| RECORDS FOR THIS TASK |
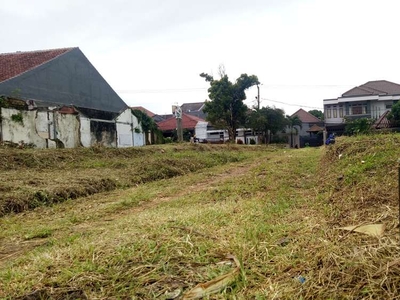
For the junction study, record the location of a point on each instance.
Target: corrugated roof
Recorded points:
(146, 111)
(61, 76)
(306, 117)
(383, 121)
(16, 63)
(315, 128)
(377, 87)
(188, 122)
(190, 107)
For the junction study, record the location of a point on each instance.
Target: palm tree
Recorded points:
(293, 123)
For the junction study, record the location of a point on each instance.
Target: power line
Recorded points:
(153, 91)
(291, 104)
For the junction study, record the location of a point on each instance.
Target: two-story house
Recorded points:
(370, 100)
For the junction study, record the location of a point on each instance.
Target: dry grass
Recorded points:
(30, 178)
(276, 211)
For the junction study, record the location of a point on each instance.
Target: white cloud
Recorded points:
(152, 52)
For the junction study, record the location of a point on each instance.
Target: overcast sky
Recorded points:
(152, 51)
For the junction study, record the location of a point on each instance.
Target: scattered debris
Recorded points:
(172, 295)
(214, 286)
(370, 229)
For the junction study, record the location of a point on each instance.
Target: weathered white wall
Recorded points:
(125, 129)
(127, 125)
(138, 139)
(201, 130)
(67, 129)
(125, 136)
(86, 139)
(44, 128)
(16, 132)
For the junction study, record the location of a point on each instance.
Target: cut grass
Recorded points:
(30, 178)
(270, 209)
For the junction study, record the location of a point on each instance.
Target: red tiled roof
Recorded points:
(189, 107)
(188, 122)
(146, 111)
(377, 87)
(13, 64)
(306, 117)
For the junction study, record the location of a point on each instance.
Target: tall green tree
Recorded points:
(317, 113)
(267, 120)
(226, 109)
(293, 123)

| SET EXERCISE |
Restate the data above exactly, stripping out each image.

| RESPONSE TO THE TASK |
For the junction study, record the location of a point on each instance.
Target: corrugated roof
Recorded points:
(146, 111)
(61, 76)
(306, 117)
(383, 121)
(16, 63)
(315, 128)
(377, 87)
(188, 122)
(190, 107)
For the junction study, record the location of a point on each instance.
Target: palm tree
Recorded points:
(293, 123)
For the junction study, record the location of a point on each instance.
Target: power line
Recorded points:
(153, 91)
(291, 104)
For the junction study, record the location of a point on each instance.
Target: two-story house
Recorded points:
(370, 100)
For the junction study, record the location of a point on each instance.
Target: dry grass
Recorded points:
(30, 178)
(276, 211)
For the junction study, record the location of a point on each instance.
Target: white cloud
Recorded points:
(152, 52)
For the junction study, record the location of a point on each instance.
Target: overcast sky
Recorded points:
(152, 51)
For the junction study, record the location of a point on each instance.
Target: scattered debris
Recorded points:
(172, 295)
(214, 286)
(370, 229)
For the junction study, record the location of a point on each instance.
Target: weathered white wall
Recorded points:
(125, 129)
(127, 125)
(138, 139)
(201, 130)
(67, 129)
(125, 136)
(86, 139)
(44, 128)
(16, 132)
For the junction study, record the location of a point on each instance.
Target: cut grass
Recorded points:
(30, 178)
(270, 209)
For the junction study, record the location of a point on each instance.
Target: red tiled roof
Recorded points:
(189, 107)
(188, 122)
(146, 111)
(377, 87)
(13, 64)
(306, 117)
For the junction study, record the location of a point on each instance.
Target: tall green tree
Recorded points:
(317, 113)
(267, 120)
(226, 109)
(293, 123)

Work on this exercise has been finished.